• [OBJECTIVE]: Can you edit everything from the line containing "Task: locate the paved" down to the end of the rows, putting "walkway" in place of "sidewalk" and leaving all else unchanged?

* Begin DATA FOR THIS TASK *

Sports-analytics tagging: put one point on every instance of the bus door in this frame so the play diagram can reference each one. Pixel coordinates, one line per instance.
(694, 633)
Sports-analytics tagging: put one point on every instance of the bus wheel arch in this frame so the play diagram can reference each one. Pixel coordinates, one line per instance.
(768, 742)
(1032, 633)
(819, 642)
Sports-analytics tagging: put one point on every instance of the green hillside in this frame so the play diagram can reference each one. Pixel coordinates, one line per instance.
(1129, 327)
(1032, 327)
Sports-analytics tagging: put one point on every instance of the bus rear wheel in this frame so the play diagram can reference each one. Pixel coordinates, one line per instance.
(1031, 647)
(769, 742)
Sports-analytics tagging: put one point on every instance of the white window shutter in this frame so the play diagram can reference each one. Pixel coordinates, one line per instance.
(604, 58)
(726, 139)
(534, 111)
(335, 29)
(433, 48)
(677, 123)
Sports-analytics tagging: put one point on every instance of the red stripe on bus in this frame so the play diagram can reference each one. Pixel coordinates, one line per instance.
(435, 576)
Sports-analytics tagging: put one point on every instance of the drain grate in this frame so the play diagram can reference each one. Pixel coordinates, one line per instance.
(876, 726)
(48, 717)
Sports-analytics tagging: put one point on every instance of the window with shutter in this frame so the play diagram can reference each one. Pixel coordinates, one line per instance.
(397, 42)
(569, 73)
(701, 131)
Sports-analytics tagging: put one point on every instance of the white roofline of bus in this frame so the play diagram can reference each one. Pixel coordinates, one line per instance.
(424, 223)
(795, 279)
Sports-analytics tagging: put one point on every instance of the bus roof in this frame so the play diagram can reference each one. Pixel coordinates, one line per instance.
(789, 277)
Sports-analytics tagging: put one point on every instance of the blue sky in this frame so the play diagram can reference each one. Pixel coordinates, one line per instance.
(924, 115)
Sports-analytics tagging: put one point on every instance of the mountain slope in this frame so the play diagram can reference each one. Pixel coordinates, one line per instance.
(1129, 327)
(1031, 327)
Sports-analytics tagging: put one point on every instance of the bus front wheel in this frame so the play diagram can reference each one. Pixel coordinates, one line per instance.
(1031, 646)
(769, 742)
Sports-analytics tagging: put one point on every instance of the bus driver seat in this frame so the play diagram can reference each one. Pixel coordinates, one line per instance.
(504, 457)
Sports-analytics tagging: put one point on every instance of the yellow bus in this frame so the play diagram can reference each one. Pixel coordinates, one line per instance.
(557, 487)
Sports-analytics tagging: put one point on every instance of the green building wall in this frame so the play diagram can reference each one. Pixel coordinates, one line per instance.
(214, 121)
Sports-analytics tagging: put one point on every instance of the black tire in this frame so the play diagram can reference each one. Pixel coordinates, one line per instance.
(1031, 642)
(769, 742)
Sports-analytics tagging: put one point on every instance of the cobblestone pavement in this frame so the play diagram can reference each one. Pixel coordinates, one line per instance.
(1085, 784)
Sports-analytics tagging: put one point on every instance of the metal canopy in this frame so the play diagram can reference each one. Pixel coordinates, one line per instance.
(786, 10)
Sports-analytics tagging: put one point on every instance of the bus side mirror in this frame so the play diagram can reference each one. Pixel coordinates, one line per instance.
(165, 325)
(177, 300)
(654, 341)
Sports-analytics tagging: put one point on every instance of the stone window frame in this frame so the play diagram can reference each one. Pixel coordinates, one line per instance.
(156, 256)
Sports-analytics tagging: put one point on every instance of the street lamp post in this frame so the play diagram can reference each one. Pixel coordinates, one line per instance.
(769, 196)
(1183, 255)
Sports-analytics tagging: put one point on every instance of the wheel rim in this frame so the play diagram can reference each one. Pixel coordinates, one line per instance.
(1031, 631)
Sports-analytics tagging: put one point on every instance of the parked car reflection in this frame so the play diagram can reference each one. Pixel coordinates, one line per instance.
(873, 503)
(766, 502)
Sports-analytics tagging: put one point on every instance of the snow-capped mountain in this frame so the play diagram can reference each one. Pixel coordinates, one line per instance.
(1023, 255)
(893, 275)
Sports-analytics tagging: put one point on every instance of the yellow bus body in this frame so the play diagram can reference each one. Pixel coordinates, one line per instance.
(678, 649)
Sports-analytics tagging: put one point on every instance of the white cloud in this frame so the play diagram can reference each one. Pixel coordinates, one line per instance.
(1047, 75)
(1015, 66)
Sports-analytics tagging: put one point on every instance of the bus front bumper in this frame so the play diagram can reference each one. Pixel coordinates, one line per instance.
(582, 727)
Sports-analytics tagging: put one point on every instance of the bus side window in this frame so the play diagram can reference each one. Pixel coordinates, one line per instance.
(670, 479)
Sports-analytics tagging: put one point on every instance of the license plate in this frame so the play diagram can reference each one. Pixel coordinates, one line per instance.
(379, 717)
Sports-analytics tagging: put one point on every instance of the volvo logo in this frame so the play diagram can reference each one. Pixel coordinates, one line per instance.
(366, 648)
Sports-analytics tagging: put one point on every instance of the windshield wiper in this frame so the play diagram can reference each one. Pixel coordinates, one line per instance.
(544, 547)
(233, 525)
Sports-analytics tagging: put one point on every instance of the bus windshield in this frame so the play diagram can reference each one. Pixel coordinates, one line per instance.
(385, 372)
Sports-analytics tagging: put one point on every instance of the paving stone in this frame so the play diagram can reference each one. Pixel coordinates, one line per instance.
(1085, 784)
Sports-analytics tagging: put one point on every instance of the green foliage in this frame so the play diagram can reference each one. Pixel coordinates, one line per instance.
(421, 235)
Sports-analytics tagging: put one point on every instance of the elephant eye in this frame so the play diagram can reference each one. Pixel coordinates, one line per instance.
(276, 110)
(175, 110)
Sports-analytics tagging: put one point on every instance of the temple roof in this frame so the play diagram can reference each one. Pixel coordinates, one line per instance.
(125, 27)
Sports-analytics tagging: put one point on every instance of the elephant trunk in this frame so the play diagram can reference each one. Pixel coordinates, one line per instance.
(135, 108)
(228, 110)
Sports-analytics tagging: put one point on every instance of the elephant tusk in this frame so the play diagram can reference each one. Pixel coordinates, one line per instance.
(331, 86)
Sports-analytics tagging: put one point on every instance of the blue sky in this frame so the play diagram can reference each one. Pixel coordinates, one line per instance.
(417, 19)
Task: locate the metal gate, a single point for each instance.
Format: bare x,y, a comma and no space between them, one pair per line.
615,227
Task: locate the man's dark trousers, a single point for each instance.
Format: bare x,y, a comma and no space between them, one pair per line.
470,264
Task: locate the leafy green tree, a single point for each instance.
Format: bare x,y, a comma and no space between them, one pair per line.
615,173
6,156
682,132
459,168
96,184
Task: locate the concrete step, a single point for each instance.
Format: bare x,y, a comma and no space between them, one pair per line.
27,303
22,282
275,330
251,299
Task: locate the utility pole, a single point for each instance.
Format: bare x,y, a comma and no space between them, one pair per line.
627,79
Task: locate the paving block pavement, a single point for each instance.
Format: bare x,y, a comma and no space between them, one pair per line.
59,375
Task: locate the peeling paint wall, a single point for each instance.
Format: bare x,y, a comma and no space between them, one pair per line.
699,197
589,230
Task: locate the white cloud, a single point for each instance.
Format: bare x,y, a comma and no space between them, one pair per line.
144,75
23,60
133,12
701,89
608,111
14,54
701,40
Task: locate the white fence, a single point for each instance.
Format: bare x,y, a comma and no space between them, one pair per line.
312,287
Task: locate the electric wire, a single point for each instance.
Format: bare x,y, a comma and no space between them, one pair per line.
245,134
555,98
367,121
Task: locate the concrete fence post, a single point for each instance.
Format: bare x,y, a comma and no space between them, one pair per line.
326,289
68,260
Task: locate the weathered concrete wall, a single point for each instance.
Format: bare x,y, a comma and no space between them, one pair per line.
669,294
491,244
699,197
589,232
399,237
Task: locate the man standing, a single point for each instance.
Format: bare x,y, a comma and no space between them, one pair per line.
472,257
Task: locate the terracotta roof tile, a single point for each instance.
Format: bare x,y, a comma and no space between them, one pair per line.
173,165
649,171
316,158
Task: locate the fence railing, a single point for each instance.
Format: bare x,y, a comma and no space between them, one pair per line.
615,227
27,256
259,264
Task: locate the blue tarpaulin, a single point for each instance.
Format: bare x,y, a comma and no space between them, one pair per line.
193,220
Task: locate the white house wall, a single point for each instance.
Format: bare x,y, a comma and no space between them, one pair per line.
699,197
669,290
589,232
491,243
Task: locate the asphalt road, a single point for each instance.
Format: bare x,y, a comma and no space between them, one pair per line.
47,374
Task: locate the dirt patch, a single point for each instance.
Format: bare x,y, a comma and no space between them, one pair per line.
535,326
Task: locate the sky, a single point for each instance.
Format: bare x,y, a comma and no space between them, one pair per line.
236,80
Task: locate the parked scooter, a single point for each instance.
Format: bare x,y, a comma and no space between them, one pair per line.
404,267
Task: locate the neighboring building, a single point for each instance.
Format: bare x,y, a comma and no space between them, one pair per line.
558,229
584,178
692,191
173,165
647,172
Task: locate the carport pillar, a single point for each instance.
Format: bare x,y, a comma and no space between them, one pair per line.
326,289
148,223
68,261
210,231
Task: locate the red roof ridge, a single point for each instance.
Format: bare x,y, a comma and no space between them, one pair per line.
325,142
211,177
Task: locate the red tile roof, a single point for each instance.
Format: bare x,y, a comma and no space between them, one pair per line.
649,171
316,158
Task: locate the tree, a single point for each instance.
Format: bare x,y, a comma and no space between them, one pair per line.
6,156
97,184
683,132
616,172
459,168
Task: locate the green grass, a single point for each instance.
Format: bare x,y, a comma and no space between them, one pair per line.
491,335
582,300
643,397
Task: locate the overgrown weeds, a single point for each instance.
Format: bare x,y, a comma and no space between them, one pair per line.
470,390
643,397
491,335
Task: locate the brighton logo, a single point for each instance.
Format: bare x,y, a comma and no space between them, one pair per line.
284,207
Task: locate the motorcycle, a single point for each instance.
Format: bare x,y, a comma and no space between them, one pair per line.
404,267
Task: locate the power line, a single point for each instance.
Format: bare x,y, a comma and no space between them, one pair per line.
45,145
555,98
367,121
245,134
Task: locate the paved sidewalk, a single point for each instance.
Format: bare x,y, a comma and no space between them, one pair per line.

* End DATA FOR THIS TASK *

• [RESULT OF THE EXERCISE]:
Task: locate the paved walkway, a single point for each instance.
Format: bare x,y, a comma and no space between them, one pair per line.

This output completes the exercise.